**EXCERTO DO TEXTO:**
▼▼▼
Estou, neste momento, a acompanhar um curso dado por um psicoterapeuta, em que em cada sessão este recorre a uma metáfora para explorar o modo como nos relacionamos com os outros, com o mundo e, de certo modo, connosco mesmos. Cada meditação é uma maravilha para a alma, seja pela riqueza do conteúdo, seja pela beleza das metáforas utilizadas que, para mim, fazem a diferença na compreensão de muitos temas que, doutra forma, poderiam apenas ser confusos e de difícil apreensão. 

No domingo, fiz uma sessão cujo nome é "thought train", traduzindo, "o comboio do pensamento". Foi, talvez, um dos exercícios mais poderosos que já fiz a nível introspetivo. Basicamente, consiste em compreendermos a nossa mente como uma estação de comboios em que, a cada momento, estão a entrar novos comboios no cais, outros a partir em viagem, num ritmo frenético. Cada comboio representa um pensamento ou uma emoção ou uma sensação física. A nossa mente, no fundo, é este enorme conjunto de pensamentos a toda a velocidade, envolvidos em emoções. Neste exercício, somos convidados a sentar-nos na estação, a observar os comboios que chegam e que partem, isto é, quais os pensamentos em que entramos constantemente (como se fossem comboios dos quais somos passageiros), sem nos darmos conta. Assim que tomamos consciência destes comboios, podemos escolher se nos mantemos a bordo ou se voltamos ao terminal, à estação. Parece um exercício um tanto ou quanto disparatado, foi o que pensei quando comecei a minha visualização. Mas, muito rapidamente, consegui identificar os comboios em que embarco quase sempre, como se tivesse um bilhete vitalício.
▲▲▲
**EXERCÍCIO ESCRITO 1:** Diga se cada afirmação concorda com o texto sobre o comboio do pensamento, respondendo sim ou não e citando as palavras do texto que o decidem: (a) O curso é orientado por um psicoterapeuta. (b) Cada comboio representa apenas um pensamento. (c) A sessão "thought train" foi feita ao sábado.
**EXERCÍCIO ESCRITO 2:** Prolongue o texto sobre o comboio do pensamento, começando logo a seguir à última frase.

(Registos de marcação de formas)
▼▼▼
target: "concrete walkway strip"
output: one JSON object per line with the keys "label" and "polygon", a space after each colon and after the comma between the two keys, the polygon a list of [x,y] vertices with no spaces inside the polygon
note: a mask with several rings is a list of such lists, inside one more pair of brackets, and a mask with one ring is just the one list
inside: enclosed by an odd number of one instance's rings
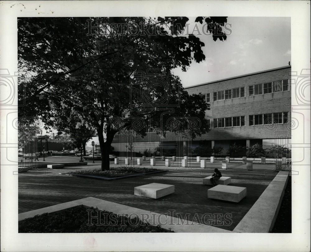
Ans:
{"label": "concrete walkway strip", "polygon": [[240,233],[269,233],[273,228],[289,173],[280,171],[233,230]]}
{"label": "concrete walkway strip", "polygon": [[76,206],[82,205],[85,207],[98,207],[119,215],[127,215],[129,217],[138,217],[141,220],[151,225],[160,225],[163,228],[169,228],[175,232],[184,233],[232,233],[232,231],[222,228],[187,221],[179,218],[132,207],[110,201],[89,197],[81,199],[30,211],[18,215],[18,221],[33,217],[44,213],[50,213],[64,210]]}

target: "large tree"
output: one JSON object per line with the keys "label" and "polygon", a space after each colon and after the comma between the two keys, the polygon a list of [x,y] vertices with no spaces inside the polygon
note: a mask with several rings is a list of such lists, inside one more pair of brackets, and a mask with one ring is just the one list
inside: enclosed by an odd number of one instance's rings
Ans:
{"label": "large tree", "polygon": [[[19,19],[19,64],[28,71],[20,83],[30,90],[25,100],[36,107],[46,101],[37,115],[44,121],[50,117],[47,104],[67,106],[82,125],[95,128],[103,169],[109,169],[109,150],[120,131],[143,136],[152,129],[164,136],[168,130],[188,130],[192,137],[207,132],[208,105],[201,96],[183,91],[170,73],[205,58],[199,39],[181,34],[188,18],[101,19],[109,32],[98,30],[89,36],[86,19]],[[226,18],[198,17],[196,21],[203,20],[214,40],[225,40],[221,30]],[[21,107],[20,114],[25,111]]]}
▲▲▲
**RESPOSTA 1:**
(a) Sim: "um curso dado por um psicoterapeuta".
(b) Não: "Cada comboio representa um pensamento ou uma emoção ou uma sensação física."
(c) Não: "No domingo, fiz uma sessão cujo nome é "thought train"".

**RESPOSTA 2:**
O primeiro que identifiquei foi o comboio "e se...?". As viagens alucinantes que eu faço a bordo deste comboio, os cenários e paisagens incríveis pelos quais passo ...! Se há coisa na qual a minha mente é mestre, é na arte de fantasiar e criar situações surreais. Escusado será dizer que a maioria destas são negativas e se fazem acompanhar por sentimentos de medo e preocupação, deixando a minha barriga num aperto ou às voltas.

O segundo foi o comboio "necessidade de controlo". Cada vez me tenho apercebido mais da minha necessidade, da urgência em saber como e quando é que as coisas vão acontecer. Da urgência em estar preparada, em saber como reagir, em não ser surpreendida. Penso que não é necessário afirmar que este comboio duplicou as suas rotas e viagens depois do que aconteceu cá em casa. As saudades que eu tenho de embarcar no comboio "surpresa" ou no comboio "deixar ir". Quando vivemos com esta necessidade de controlo, não sei, sequer, se estamos realmente a viver. A vida é precisamente o oposto, é incerteza, é descarrilamento. 

O terceiro comboio mais popular é o comboio "medo". Medo do que vai acontecer, medo de como vou reagir, medo do que os outros vão pensar e/ou dizer, medo disto, medo daquilo. Mais uma vez, apercebo-me que este comboio me leva para longe da vida, pelo menos, para longe da vida que pretendo viver e que desejo para mim. Ao longe, vejo o comboio "coragem" e o comboio "esperança" e faço sinal para que abrandem, para que eu ainda me possa juntar à viagem.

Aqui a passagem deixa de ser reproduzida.